> [TEXT SHOWN]
━━━━━━━━━━
RECORD OF LATE QUATERNARY CLIMATE CHANGE IN CALCIC SOILS: INTERPRETATION OF SOIL GEOMORPHOLOGY AND HYDROLOGIC MODELING

Numerical modeling of soil moisture combined with morphologic and hydrologic analysis of desert soils provides information about late Quaternary climate change. Simulations of soil-water flux under varied conditions are used to determine the impact of episodic periods of wetter climate during the Holocene and latest Pleistocene on calcic soils and ecosystem processes in the in the Mojave and Sonoran Deserts of the southwest U.S. Analysis of atmospheric circulation patterns indicate that historic wet years provide an analog for wetter climates that occurred during the latest Pleistocene and episodically during Holocene periods of pluvial activity.
━━━━━━━━━━
> [EXCERPTED RECORDS]
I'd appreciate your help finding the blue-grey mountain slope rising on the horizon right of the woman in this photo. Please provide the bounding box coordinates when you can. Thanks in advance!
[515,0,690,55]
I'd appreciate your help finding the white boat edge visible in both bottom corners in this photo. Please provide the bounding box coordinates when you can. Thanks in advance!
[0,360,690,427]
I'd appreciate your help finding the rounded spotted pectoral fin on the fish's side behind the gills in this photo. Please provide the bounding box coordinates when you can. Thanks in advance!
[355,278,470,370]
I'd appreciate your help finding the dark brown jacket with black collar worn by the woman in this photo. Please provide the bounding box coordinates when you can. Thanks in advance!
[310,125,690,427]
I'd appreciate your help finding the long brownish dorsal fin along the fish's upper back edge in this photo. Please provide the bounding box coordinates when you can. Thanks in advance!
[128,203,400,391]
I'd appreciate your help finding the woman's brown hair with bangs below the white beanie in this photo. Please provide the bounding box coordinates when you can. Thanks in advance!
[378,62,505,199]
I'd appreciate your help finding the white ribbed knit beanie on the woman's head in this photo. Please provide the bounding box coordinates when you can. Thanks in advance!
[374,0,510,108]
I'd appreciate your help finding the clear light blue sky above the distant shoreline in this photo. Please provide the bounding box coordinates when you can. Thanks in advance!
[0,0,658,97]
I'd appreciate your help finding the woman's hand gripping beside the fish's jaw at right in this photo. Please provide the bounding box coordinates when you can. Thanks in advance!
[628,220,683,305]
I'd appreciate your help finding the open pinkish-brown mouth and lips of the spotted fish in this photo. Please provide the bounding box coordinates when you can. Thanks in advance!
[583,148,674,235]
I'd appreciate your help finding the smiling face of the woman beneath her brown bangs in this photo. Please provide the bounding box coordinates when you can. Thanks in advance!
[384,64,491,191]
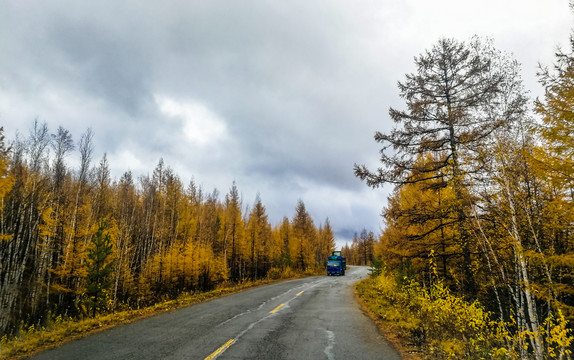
━━━━━━━━━━
> [WHAT YOU WILL DO]
Can you pick up the abstract on calcic desert soils and late Quaternary climate change after its last sentence and carry it on? You won't need the records.

> [EXERCISE RESULT]
Daily weather data associated with a wet (~33 cm/yr) and dry (~15 cm/yr) climate was used to simulate the affects of climate change on soil-water balance and the bimodal distribution of carbonate in soils on Pleistocene surfaces in the Mojave Desert. Results indicate that soil-water balance for dry and wet years strongly corresponds with the upper and lower zones of carbonate accumulation respectively. Soil water only reached the lower zone during wet years due to an increase in winter and spring frontal storms. This relation indicates that the upper carbonate zone is due to a decrease in rainfall and not an increase in Holocene temperature or the development of clay-rich soils. Calculation of carbonate solubility and accumulation rates suggests that much of the carbonate in the upper zone accumulated during the late Holocene rather than throughout the entire Holocene.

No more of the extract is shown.